*** Begin section ***

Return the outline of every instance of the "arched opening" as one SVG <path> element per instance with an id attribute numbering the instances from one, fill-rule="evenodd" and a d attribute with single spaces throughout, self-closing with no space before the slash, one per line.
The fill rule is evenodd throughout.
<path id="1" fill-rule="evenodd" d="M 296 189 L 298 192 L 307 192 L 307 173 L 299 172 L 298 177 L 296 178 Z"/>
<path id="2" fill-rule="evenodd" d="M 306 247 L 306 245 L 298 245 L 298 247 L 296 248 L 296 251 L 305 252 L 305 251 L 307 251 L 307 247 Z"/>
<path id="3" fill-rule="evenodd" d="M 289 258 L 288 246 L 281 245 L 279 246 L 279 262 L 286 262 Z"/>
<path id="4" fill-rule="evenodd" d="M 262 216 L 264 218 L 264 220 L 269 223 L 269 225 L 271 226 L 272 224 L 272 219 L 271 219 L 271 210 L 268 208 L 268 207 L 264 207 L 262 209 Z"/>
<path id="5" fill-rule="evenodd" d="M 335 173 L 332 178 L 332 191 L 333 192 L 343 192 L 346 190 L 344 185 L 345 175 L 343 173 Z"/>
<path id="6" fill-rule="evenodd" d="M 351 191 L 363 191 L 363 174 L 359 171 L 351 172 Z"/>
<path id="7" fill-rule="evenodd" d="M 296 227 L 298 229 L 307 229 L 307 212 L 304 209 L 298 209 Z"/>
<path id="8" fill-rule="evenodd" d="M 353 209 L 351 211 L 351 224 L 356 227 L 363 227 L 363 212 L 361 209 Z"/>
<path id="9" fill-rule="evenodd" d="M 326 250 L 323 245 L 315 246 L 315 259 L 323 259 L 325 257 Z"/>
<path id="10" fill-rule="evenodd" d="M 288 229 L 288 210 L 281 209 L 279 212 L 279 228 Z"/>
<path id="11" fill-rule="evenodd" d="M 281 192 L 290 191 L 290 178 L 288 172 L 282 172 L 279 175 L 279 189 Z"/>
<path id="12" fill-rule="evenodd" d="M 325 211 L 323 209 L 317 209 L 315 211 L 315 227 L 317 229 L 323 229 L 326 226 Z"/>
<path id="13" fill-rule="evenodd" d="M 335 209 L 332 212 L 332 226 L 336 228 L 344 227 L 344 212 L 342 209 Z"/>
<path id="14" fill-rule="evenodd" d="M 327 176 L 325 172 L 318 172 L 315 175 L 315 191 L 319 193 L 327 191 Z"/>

*** End section ***

• Try it: Write every line of the entries again, word for word.

• Reply to the exercise:
Return the outline of every instance of the "arched opening" as one SVG <path> element per instance with an id attribute numbering the instances from one, fill-rule="evenodd" and a d attribute with single spaces throughout, self-closing with no space before the slash, one per line.
The fill rule is evenodd throughout.
<path id="1" fill-rule="evenodd" d="M 296 189 L 298 192 L 307 192 L 307 173 L 299 172 L 298 177 L 296 178 Z"/>
<path id="2" fill-rule="evenodd" d="M 306 247 L 306 245 L 298 245 L 298 247 L 296 248 L 296 251 L 305 252 L 305 251 L 307 251 L 307 247 Z"/>
<path id="3" fill-rule="evenodd" d="M 289 258 L 288 246 L 281 245 L 279 246 L 279 262 L 286 262 Z"/>
<path id="4" fill-rule="evenodd" d="M 262 216 L 264 218 L 264 220 L 269 223 L 269 225 L 271 226 L 272 224 L 272 219 L 271 219 L 271 210 L 268 208 L 268 207 L 264 207 L 262 209 Z"/>
<path id="5" fill-rule="evenodd" d="M 335 173 L 332 178 L 332 191 L 333 192 L 343 192 L 346 190 L 344 185 L 345 175 L 343 173 Z"/>
<path id="6" fill-rule="evenodd" d="M 351 191 L 363 191 L 363 174 L 359 171 L 351 172 Z"/>
<path id="7" fill-rule="evenodd" d="M 296 227 L 298 229 L 307 229 L 307 212 L 304 209 L 298 209 Z"/>
<path id="8" fill-rule="evenodd" d="M 353 209 L 351 211 L 351 224 L 356 227 L 363 227 L 363 212 L 361 209 Z"/>
<path id="9" fill-rule="evenodd" d="M 326 250 L 323 245 L 315 246 L 315 259 L 323 259 L 325 257 Z"/>
<path id="10" fill-rule="evenodd" d="M 288 229 L 288 210 L 281 209 L 279 212 L 279 228 Z"/>
<path id="11" fill-rule="evenodd" d="M 281 192 L 290 191 L 290 178 L 288 172 L 282 172 L 279 175 L 279 189 Z"/>
<path id="12" fill-rule="evenodd" d="M 325 211 L 323 209 L 317 209 L 315 211 L 315 227 L 317 229 L 323 229 L 326 226 Z"/>
<path id="13" fill-rule="evenodd" d="M 335 209 L 332 212 L 332 226 L 336 228 L 344 227 L 344 212 L 342 209 Z"/>
<path id="14" fill-rule="evenodd" d="M 327 176 L 325 172 L 318 172 L 315 175 L 315 191 L 319 193 L 327 191 Z"/>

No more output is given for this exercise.